§ **Task prompt**
Below are records; report the number of lines in them that include the word "decal", with no other text.

§ **Extracted data**

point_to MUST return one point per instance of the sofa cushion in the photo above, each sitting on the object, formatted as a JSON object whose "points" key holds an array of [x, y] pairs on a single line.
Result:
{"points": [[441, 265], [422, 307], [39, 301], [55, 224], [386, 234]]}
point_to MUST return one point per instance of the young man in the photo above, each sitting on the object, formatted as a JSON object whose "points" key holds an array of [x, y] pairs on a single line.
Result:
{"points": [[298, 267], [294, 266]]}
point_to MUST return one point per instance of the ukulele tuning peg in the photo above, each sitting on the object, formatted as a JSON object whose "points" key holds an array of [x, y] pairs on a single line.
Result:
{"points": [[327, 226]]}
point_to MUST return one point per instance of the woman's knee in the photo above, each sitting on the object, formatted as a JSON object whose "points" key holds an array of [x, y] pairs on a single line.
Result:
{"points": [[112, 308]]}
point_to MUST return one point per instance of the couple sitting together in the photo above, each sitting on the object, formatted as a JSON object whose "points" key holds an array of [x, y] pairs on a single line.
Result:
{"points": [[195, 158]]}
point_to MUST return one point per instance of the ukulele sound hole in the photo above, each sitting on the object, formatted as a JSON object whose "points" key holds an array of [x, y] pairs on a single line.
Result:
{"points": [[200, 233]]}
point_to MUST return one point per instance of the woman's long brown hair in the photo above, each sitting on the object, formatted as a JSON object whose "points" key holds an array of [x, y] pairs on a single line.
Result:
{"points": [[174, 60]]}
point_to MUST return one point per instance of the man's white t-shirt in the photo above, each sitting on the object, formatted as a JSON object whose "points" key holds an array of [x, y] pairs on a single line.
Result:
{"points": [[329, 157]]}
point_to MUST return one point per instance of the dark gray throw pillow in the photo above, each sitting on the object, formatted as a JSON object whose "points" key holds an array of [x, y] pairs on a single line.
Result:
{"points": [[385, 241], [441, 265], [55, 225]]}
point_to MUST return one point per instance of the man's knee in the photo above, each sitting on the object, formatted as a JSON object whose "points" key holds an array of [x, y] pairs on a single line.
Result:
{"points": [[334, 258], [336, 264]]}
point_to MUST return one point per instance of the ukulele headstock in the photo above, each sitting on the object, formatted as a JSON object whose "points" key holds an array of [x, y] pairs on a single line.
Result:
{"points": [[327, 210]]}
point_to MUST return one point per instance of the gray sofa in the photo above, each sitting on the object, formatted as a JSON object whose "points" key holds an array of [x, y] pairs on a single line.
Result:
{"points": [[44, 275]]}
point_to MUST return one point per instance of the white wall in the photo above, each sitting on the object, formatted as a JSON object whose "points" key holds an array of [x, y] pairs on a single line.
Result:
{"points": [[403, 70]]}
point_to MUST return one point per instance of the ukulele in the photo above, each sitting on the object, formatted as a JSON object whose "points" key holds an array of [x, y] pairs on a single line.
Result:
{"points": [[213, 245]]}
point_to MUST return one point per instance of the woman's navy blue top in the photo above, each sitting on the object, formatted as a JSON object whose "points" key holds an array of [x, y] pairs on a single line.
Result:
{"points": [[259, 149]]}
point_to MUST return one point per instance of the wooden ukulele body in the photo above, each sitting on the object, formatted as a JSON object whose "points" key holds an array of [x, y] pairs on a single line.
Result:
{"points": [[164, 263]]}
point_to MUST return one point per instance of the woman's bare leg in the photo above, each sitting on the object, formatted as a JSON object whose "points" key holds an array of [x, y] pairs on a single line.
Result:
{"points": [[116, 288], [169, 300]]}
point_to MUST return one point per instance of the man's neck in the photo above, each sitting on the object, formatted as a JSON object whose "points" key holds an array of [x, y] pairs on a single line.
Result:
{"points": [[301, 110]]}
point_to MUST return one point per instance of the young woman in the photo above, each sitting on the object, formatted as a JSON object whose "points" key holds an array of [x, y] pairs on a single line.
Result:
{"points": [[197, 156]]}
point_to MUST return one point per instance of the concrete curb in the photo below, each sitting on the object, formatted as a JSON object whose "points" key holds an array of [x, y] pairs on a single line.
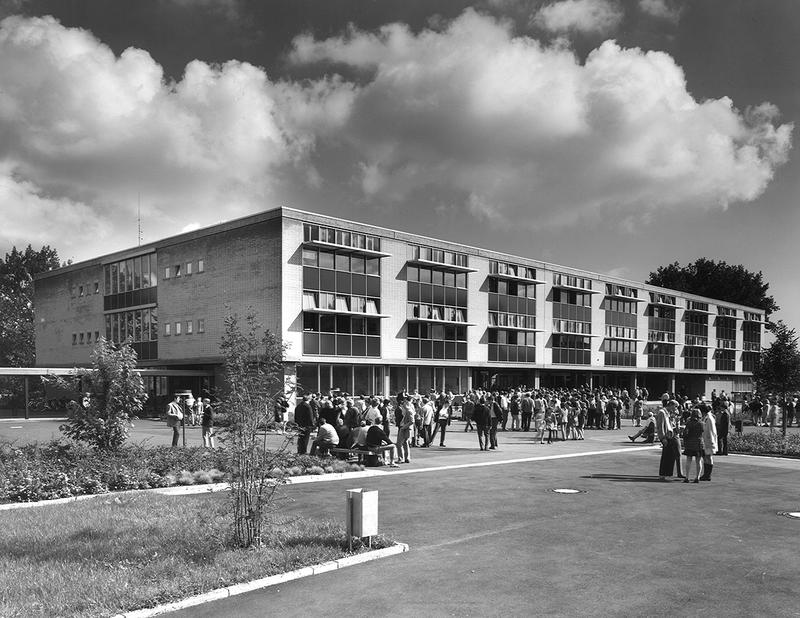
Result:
{"points": [[265, 582]]}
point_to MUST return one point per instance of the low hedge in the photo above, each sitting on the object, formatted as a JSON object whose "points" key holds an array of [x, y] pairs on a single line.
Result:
{"points": [[65, 469], [762, 443]]}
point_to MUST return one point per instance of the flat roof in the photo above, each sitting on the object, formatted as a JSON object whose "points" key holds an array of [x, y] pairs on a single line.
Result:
{"points": [[410, 237]]}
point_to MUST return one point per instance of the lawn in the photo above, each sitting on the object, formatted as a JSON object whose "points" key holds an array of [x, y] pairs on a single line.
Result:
{"points": [[116, 553]]}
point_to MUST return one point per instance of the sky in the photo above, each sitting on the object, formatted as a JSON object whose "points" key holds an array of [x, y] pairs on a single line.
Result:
{"points": [[613, 136]]}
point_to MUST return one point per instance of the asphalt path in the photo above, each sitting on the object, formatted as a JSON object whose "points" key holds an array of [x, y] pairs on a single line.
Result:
{"points": [[495, 540], [489, 537]]}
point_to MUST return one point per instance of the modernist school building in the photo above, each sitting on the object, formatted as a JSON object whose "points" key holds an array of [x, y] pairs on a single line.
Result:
{"points": [[371, 310]]}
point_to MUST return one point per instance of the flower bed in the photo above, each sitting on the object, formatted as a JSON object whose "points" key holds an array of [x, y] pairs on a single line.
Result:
{"points": [[65, 469], [762, 443]]}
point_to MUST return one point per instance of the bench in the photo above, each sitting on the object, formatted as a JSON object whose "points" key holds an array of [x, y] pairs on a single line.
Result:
{"points": [[370, 456]]}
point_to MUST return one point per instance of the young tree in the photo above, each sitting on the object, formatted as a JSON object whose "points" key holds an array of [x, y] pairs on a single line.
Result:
{"points": [[779, 368], [719, 280], [254, 381], [17, 345], [116, 395]]}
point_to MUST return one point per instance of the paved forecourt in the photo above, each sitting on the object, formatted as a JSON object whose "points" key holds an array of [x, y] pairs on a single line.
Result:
{"points": [[495, 540]]}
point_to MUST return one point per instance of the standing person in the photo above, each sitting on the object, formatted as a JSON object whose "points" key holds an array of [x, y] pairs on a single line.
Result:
{"points": [[443, 419], [756, 409], [386, 410], [692, 444], [723, 427], [174, 417], [376, 437], [467, 408], [207, 425], [404, 428], [772, 415], [638, 411], [502, 400], [304, 418], [670, 451], [480, 414], [709, 444], [513, 408], [495, 416], [427, 414], [527, 406]]}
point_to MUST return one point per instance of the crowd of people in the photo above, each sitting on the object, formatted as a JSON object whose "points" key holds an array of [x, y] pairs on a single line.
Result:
{"points": [[551, 414]]}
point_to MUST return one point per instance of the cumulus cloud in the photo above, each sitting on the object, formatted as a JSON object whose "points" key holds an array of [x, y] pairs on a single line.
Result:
{"points": [[596, 16], [504, 127], [661, 9], [90, 135], [519, 131]]}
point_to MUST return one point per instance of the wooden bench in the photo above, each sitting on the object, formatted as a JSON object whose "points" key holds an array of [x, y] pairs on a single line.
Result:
{"points": [[358, 455]]}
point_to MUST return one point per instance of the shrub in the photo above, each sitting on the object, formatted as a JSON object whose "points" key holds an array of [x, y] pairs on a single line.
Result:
{"points": [[762, 443], [62, 469]]}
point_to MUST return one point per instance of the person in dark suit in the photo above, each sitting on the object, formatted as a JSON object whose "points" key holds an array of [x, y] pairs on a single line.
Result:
{"points": [[723, 428], [304, 418], [480, 416]]}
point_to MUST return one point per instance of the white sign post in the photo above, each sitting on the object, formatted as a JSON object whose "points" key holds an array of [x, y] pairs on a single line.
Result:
{"points": [[362, 515]]}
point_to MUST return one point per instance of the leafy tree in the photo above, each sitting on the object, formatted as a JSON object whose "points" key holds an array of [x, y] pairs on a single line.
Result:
{"points": [[116, 396], [720, 280], [779, 368], [17, 344], [254, 381]]}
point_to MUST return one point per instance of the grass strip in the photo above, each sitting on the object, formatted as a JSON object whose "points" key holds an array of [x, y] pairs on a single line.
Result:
{"points": [[119, 553]]}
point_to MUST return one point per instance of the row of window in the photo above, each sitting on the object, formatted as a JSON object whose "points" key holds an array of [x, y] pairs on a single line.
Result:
{"points": [[85, 338], [438, 341], [137, 325], [570, 297], [621, 290], [620, 332], [695, 358], [436, 276], [131, 274], [572, 326], [507, 353], [355, 240], [512, 288], [184, 269], [619, 306], [340, 302], [662, 299], [179, 328], [341, 283], [435, 312], [512, 304], [437, 294], [86, 290], [341, 262], [572, 281], [329, 344], [429, 254], [341, 324], [515, 320], [513, 270]]}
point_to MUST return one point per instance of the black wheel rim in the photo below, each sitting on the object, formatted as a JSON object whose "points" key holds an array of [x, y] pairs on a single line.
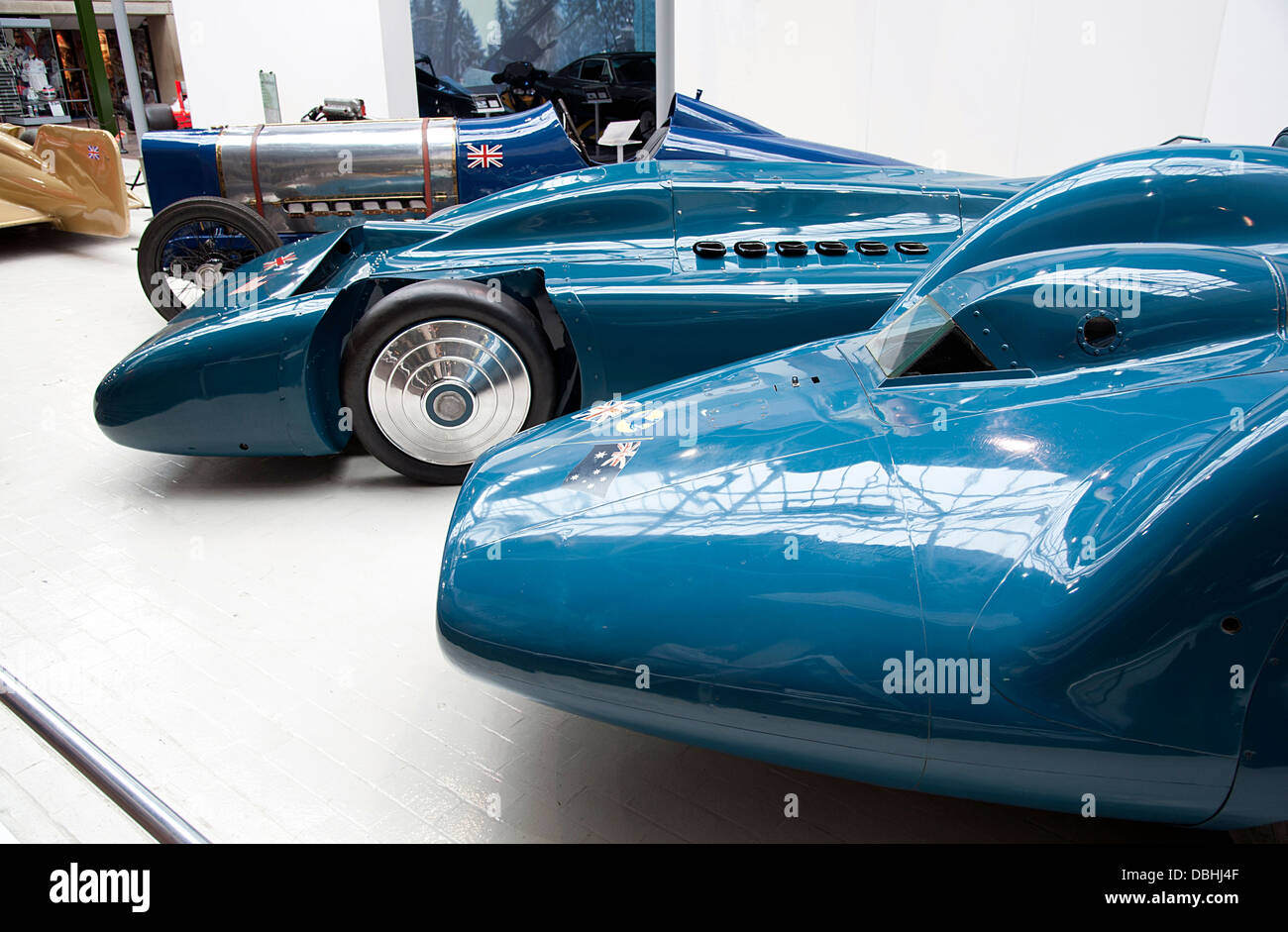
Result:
{"points": [[201, 254]]}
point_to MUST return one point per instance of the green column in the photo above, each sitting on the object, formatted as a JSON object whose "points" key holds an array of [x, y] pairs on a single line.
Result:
{"points": [[99, 91]]}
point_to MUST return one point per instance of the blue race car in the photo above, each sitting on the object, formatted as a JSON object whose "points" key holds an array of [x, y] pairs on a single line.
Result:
{"points": [[434, 340], [1021, 541], [223, 197]]}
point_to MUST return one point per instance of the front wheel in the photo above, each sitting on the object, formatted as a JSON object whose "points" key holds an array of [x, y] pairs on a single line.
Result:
{"points": [[196, 244], [438, 372]]}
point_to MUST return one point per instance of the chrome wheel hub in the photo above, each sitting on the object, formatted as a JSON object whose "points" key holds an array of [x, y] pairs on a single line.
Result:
{"points": [[446, 390]]}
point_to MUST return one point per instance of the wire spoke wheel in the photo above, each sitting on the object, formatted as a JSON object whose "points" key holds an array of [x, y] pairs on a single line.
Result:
{"points": [[193, 246], [446, 390]]}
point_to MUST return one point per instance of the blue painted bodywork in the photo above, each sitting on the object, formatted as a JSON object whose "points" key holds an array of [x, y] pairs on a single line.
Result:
{"points": [[181, 163], [603, 255], [699, 132], [1098, 518]]}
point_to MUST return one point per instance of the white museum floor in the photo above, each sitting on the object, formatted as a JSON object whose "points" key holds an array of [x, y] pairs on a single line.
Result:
{"points": [[256, 641]]}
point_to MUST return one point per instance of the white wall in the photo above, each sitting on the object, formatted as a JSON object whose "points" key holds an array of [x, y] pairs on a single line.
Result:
{"points": [[999, 86], [318, 48]]}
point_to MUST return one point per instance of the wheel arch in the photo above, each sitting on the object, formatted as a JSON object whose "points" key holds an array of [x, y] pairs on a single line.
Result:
{"points": [[524, 286]]}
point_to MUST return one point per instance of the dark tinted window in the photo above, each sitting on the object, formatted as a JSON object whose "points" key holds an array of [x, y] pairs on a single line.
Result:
{"points": [[635, 69], [593, 69]]}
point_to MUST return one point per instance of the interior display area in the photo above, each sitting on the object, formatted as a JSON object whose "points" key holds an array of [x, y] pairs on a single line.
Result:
{"points": [[647, 421]]}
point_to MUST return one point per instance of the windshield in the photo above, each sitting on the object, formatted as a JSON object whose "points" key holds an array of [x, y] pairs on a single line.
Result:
{"points": [[635, 69], [902, 340]]}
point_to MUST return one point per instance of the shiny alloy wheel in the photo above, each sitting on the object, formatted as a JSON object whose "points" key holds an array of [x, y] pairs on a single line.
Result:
{"points": [[446, 390]]}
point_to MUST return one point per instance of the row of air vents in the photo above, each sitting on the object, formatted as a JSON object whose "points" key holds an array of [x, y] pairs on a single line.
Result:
{"points": [[795, 249], [351, 207]]}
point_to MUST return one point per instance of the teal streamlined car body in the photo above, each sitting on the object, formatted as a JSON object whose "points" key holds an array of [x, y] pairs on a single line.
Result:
{"points": [[1022, 541], [437, 339]]}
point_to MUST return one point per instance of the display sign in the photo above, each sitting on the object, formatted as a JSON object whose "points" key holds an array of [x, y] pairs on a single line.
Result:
{"points": [[619, 133], [488, 103]]}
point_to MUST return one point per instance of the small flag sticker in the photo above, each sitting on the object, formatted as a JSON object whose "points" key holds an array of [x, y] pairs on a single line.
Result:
{"points": [[483, 155], [595, 473]]}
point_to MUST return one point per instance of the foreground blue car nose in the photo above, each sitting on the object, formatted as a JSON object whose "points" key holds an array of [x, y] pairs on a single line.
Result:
{"points": [[621, 604]]}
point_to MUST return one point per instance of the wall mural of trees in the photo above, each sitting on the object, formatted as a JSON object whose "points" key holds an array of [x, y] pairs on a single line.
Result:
{"points": [[468, 38]]}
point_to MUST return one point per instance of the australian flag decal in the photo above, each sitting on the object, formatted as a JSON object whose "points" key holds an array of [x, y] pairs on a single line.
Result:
{"points": [[595, 473]]}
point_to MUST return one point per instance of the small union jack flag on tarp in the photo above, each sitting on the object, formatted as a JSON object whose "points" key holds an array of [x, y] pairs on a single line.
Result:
{"points": [[483, 155], [595, 473]]}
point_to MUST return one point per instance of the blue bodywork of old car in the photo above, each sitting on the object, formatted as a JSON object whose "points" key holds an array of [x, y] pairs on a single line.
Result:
{"points": [[295, 175], [1022, 541], [635, 273]]}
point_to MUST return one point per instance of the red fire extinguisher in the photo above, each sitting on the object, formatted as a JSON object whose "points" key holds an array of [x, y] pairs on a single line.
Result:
{"points": [[181, 117]]}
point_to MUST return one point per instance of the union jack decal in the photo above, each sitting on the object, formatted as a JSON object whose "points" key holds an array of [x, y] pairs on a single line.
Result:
{"points": [[279, 262], [483, 155], [606, 411]]}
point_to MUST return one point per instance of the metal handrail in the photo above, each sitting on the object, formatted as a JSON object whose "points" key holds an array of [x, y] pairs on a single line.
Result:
{"points": [[136, 799]]}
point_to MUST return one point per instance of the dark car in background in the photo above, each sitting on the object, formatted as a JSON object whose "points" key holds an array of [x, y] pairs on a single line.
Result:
{"points": [[630, 78]]}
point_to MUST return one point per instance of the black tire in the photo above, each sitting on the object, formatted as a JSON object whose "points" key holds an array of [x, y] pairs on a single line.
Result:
{"points": [[441, 300], [194, 210], [1275, 833]]}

§ **Response for this exercise**
2